[Data extract]
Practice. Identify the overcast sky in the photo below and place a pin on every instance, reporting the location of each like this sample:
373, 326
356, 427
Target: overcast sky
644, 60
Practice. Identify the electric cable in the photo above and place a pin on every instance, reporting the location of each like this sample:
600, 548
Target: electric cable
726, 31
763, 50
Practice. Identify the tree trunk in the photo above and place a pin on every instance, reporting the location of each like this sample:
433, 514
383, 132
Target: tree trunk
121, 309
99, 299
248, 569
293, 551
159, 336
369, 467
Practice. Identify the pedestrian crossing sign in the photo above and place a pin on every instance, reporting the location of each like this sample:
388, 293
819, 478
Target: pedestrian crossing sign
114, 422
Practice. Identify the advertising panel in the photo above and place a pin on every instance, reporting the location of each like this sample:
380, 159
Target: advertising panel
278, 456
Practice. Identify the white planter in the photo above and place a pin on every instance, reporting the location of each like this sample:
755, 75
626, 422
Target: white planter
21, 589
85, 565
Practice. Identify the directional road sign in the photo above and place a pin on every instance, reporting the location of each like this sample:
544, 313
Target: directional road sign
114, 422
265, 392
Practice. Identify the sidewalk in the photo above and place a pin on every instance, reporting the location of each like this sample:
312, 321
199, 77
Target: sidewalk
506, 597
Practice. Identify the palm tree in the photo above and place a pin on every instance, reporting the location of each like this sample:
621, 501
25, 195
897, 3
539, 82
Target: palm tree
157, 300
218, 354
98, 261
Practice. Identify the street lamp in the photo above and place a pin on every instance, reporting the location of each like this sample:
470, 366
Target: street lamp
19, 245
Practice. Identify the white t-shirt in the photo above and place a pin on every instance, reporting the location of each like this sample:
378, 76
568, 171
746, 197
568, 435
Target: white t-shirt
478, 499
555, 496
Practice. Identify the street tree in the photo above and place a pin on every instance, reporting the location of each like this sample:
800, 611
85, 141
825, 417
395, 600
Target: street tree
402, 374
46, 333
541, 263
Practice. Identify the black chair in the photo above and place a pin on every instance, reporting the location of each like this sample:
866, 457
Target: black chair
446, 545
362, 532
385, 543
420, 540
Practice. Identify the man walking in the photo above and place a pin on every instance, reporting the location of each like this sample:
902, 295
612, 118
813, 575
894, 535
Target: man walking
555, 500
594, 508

[Set task] Convert the lines of the listing above, from the line containing "Practice. Identify the street lamp" through the final line of the listing, into a JSON list of strings with one string per line and no blank lines.

[Finished answer]
[
  "Practice. Identify the street lamp in the photo above and place a pin on every instance, reporting the location of each like this sample:",
  "470, 366",
  "Target: street lamp",
  "19, 245",
  "Practice. Identify the white t-shirt in the photo above and place a pin on every instance, reporting the location of each like this sample:",
  "378, 76",
  "568, 171",
  "746, 197",
  "568, 435",
  "Target: white t-shirt",
  "478, 499",
  "555, 496",
  "Practice. Identify the street tree in the photo above and place a pin on every instance, reporting the location of each like this sample:",
  "800, 611",
  "85, 141",
  "825, 417",
  "395, 600",
  "Target: street tree",
  "402, 374",
  "46, 333",
  "541, 263",
  "Practice. Identify the black chair in the photo above and place a pin on every instance, reporting the location of each like this sample:",
  "866, 457",
  "Target: black chair",
  "446, 545",
  "362, 532",
  "385, 543",
  "420, 540",
  "Practice. Identify the man walking in the photo above and place a pin on every instance, reporting the location of each like this sample:",
  "902, 295",
  "612, 118",
  "813, 575",
  "894, 535",
  "Target: man walking",
  "555, 500",
  "594, 508"
]